━━ Document extract ━━
Aug 8, 2023 Society
There are three plausible outcomes in October, with probabilities of about 33% each.
The first was picked by most polls after Chris Hipkins became prime minister — a Labour–Green–Te Pāti Māori (TPM) arrangement, with a one-seat majority. The second has been narrowly favoured since the Budget — a National–Act deal, also with a one-seat majority. The third would be the most entertaining — a hung Parliament, requiring a second election before Christmas.
Blame Jacinda Ardern and Christopher Luxon for the uncertainty. Ardern knew Labour was toast if she remained, so stepped down to make a fight of it, while National would be miles ahead if so many voters didn’t think Luxon was a knob.
On the two issues voters overwhelmingly worry about most — the cost of living and crime — they think National is the better bet. House prices have plunged, interest rates have risen, inflation is the highest anyone under 50 can remember, and the incumbent government has long-standing problems with competence and delivery, in 2023 adding integrity to its list of deficiencies.
Aside from the remarkable circumstances of 2017, New Zealand voters usually decide to change governments early in election year, with oppositions such as those led by John Key, Helen Clark, Jim Bolger, David Lange and Rob Muldoon as much as 20 points ahead four months out.
━━━
━━ Record extracts ━━
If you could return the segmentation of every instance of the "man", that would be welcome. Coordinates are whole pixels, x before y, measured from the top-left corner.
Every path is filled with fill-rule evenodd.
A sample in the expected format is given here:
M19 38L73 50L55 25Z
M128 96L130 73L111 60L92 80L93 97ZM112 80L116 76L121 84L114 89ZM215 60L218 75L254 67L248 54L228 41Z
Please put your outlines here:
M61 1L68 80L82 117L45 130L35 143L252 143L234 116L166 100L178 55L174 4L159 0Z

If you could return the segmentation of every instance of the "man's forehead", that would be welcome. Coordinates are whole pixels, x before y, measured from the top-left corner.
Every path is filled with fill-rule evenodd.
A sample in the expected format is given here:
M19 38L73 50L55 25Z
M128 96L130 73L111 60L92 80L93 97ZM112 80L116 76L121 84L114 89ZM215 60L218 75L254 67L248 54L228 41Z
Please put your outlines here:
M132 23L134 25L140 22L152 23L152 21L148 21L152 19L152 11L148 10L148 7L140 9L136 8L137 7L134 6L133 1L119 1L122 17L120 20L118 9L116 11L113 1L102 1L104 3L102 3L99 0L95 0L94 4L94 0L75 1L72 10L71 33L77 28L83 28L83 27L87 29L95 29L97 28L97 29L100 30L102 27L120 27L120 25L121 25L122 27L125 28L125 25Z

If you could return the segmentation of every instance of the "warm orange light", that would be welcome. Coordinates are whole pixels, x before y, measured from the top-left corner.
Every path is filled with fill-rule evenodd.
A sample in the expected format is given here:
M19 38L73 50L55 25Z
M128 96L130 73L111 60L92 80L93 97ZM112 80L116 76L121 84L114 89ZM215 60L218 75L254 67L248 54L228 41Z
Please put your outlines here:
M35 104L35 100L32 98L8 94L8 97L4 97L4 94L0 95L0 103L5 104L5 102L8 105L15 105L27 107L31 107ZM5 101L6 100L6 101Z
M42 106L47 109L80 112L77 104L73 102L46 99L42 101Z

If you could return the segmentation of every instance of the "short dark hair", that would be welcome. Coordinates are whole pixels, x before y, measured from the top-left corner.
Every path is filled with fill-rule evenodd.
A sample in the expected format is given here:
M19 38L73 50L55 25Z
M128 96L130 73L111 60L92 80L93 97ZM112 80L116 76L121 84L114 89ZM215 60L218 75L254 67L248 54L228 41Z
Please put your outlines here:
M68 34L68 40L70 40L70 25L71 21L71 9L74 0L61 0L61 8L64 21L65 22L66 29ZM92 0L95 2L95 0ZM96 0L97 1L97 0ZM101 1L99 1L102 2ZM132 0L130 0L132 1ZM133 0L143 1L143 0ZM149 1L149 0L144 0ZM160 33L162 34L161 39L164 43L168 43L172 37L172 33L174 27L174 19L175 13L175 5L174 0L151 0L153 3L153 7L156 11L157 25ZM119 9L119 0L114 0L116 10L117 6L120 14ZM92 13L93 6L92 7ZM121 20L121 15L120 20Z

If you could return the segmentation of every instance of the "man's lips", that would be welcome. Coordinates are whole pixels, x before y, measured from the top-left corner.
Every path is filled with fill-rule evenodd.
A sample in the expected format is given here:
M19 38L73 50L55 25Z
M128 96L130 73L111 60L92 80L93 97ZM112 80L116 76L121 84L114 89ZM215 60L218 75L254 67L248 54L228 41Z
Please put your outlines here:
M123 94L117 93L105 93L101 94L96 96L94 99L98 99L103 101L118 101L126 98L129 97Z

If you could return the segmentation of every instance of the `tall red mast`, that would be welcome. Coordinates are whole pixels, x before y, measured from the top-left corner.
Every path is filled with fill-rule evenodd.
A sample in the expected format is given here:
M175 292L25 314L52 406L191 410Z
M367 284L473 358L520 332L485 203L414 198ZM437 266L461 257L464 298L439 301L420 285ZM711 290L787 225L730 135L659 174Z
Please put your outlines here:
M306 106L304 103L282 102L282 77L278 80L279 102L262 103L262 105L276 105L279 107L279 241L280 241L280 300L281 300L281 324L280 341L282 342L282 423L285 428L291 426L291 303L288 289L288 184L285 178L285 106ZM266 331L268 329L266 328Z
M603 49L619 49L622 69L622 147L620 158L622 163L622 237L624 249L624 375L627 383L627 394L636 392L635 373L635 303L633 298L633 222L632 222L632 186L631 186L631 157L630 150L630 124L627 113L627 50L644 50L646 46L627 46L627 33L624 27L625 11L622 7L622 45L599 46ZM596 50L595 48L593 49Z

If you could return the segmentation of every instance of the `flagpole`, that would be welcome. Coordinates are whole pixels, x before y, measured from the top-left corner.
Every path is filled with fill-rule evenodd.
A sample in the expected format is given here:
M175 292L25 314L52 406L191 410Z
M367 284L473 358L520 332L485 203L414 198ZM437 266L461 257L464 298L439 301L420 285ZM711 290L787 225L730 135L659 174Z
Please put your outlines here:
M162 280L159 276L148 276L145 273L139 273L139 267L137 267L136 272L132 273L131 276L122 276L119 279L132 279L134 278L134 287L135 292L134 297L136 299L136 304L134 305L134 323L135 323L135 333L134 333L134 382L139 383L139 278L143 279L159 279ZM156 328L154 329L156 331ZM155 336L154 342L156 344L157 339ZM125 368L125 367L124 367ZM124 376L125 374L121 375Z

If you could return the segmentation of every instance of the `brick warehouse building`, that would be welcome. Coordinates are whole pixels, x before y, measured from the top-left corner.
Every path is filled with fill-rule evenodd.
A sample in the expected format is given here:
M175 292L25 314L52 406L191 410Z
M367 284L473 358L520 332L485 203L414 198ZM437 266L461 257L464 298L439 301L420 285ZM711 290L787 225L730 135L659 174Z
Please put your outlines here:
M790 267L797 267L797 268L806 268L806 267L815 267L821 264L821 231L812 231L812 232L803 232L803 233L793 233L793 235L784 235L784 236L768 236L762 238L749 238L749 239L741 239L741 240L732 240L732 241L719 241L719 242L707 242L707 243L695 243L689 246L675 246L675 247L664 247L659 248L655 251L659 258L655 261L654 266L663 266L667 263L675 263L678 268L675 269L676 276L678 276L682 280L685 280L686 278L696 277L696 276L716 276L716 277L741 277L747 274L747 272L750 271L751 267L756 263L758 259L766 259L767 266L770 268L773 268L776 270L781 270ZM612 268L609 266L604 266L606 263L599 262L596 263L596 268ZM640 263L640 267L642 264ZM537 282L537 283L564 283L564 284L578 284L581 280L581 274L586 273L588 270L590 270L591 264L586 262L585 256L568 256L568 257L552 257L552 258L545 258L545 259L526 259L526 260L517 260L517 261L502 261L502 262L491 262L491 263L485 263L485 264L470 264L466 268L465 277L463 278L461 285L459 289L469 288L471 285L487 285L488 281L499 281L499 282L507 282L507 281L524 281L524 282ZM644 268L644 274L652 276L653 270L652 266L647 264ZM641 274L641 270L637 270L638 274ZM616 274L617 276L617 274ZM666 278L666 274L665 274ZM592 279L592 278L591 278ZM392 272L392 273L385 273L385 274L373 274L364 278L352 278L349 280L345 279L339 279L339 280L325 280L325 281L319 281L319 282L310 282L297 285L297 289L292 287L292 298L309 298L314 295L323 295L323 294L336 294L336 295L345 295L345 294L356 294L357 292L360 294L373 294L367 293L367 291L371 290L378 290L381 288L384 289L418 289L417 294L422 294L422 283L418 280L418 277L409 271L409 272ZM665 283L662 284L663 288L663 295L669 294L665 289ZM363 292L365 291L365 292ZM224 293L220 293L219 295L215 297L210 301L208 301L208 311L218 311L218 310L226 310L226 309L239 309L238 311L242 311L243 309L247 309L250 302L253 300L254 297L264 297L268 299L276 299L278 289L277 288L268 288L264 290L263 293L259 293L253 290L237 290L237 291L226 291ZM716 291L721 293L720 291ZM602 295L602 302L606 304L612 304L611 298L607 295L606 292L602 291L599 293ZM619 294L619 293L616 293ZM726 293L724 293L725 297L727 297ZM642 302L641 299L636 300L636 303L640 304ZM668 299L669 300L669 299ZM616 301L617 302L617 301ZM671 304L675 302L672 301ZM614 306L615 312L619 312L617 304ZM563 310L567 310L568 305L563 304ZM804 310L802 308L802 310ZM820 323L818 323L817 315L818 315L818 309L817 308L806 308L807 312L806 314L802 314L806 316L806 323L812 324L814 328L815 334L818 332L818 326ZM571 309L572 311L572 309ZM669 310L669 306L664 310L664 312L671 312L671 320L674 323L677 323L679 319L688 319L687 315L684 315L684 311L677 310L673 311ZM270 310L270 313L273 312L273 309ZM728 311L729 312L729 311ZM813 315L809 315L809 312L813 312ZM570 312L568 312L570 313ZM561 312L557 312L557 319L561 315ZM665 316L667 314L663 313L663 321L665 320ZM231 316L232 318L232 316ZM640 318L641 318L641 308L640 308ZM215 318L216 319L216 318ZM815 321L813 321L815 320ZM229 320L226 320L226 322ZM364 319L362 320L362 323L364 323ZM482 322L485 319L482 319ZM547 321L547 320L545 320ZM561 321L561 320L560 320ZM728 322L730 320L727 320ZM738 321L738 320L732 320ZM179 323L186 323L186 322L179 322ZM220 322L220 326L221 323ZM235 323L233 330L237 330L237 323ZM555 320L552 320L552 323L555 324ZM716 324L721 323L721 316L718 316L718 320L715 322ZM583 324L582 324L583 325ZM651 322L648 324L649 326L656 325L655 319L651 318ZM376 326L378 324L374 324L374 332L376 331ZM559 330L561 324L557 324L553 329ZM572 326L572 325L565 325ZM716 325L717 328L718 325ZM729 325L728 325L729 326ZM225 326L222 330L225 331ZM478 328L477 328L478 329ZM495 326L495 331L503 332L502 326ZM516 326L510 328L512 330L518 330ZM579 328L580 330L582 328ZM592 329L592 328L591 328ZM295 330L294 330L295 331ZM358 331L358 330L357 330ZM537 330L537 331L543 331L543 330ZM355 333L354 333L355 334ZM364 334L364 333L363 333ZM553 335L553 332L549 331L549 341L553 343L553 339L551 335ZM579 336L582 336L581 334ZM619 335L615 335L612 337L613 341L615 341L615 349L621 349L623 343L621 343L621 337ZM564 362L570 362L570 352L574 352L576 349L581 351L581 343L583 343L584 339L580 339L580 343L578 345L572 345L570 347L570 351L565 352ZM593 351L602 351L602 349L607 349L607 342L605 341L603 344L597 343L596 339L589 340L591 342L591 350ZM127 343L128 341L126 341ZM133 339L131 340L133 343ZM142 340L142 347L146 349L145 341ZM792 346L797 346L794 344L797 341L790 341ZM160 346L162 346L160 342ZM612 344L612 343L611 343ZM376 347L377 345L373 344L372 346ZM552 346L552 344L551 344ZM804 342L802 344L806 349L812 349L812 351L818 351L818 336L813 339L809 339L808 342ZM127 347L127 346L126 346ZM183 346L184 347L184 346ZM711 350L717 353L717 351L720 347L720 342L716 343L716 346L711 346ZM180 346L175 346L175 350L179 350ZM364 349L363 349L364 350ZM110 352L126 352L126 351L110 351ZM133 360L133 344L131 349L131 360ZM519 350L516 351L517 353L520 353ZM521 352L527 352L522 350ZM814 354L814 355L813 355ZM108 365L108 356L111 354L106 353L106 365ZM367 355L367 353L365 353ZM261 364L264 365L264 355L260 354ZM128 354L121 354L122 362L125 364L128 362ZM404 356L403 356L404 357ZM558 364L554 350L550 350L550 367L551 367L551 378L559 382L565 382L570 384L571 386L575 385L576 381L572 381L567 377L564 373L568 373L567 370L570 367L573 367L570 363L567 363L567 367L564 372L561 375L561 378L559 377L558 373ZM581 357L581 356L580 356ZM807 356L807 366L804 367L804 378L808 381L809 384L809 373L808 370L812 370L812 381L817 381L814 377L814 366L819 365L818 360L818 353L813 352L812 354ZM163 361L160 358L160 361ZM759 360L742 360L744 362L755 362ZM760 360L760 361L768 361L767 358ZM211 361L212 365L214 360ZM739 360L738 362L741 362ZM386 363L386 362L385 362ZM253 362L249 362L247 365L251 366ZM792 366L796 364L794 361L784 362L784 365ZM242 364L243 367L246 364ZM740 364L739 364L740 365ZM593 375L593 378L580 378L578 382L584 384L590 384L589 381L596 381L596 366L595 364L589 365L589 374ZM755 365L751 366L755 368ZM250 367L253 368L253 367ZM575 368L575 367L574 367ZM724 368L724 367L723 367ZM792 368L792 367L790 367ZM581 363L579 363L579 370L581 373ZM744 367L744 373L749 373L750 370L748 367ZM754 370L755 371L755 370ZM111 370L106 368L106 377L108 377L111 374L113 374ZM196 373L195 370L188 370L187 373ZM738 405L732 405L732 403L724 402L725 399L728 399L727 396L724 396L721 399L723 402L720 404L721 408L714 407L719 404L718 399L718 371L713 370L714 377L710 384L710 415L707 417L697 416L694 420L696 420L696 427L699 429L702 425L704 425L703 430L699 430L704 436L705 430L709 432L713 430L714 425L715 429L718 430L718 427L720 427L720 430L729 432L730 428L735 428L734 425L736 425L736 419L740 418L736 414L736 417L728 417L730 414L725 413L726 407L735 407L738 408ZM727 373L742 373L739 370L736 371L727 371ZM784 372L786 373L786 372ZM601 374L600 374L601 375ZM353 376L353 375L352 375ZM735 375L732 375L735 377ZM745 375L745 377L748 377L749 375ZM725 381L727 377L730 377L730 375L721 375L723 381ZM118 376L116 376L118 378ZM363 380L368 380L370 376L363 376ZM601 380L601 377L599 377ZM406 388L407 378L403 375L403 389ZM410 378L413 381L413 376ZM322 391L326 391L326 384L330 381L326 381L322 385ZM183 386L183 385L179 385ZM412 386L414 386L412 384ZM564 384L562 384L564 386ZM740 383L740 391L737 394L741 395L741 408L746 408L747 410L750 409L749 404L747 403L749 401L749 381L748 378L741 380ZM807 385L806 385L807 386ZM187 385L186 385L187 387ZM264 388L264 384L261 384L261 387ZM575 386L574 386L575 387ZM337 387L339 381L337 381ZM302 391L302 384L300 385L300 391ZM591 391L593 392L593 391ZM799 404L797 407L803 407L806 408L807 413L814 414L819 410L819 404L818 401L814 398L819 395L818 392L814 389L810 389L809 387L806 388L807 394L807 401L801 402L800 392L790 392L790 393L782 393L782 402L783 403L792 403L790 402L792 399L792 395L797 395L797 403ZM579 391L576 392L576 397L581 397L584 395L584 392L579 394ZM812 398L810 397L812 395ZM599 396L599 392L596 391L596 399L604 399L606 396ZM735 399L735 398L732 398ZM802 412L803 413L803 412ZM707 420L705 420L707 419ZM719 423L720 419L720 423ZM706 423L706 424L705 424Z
━━━
## Brief 1
Echo back the New Zealand election commentary in full, word for word.
## Brief 2
Please duplicate the records, starting with their first line and going on through the line with "M42 106L47 109L80", including both of those lines and nothing else.
The New Zealand election commentary and the records were taken from unrelated sources.

## Final answer 1
Aug 8, 2023 Society
There are three plausible outcomes in October, with probabilities of about 33% each.
The first was picked by most polls after Chris Hipkins became prime minister — a Labour–Green–Te Pāti Māori (TPM) arrangement, with a one-seat majority. The second has been narrowly favoured since the Budget — a National–Act deal, also with a one-seat majority. The third would be the most entertaining — a hung Parliament, requiring a second election before Christmas.
Blame Jacinda Ardern and Christopher Luxon for the uncertainty. Ardern knew Labour was toast if she remained, so stepped down to make a fight of it, while National would be miles ahead if so many voters didn’t think Luxon was a knob.
On the two issues voters overwhelmingly worry about most — the cost of living and crime — they think National is the better bet. House prices have plunged, interest rates have risen, inflation is the highest anyone under 50 can remember, and the incumbent government has long-standing problems with competence and delivery, in 2023 adding integrity to its list of deficiencies.
Aside from the remarkable circumstances of 2017, New Zealand voters usually decide to change governments early in election year, with oppositions such as those led by John Key, Helen Clark, Jim Bolger, David Lange and Rob Muldoon as much as 20 points ahead four months out.

## Final answer 2
If you could return the segmentation of every instance of the "man", that would be welcome. Coordinates are whole pixels, x before y, measured from the top-left corner.
Every path is filled with fill-rule evenodd.
A sample in the expected format is given here:
M19 38L73 50L55 25Z
M128 96L130 73L111 60L92 80L93 97ZM112 80L116 76L121 84L114 89ZM215 60L218 75L254 67L248 54L228 41Z
Please put your outlines here:
M61 1L68 80L82 117L45 130L35 143L252 143L234 116L166 100L178 55L174 4L159 0Z

If you could return the segmentation of every instance of the "man's forehead", that would be welcome. Coordinates are whole pixels, x before y, measured from the top-left corner.
Every path is filled with fill-rule evenodd.
A sample in the expected format is given here:
M19 38L73 50L55 25Z
M128 96L130 73L111 60L92 80L93 97ZM112 80L116 76L121 84L114 89ZM215 60L218 75L254 67L248 54L228 41Z
Please put your outlines here:
M132 23L134 25L140 22L152 23L152 21L148 21L152 19L152 11L148 10L148 7L140 9L136 8L137 7L134 6L133 1L119 1L122 17L120 20L118 9L116 11L113 1L102 1L104 3L102 3L99 0L95 0L94 4L94 0L75 1L72 10L71 33L77 28L83 28L83 27L87 29L95 29L97 28L97 29L100 30L102 27L120 27L120 25L121 25L122 27L125 28L125 25Z

If you could return the segmentation of every instance of the "warm orange light", that would be welcome. Coordinates are whole pixels, x before y, measured from the top-left corner.
Every path is filled with fill-rule evenodd.
A sample in the expected format is given here:
M19 38L73 50L55 25Z
M128 96L130 73L111 60L92 80L93 97ZM112 80L116 76L121 84L114 89ZM215 60L218 75L254 67L248 54L228 41Z
Please put your outlines here:
M35 104L35 100L32 98L8 94L8 97L4 97L4 94L0 95L0 103L5 104L5 102L8 105L15 105L27 107L31 107ZM5 101L6 100L6 101Z
M42 106L47 109L80 112L77 104L73 102L46 99L42 101Z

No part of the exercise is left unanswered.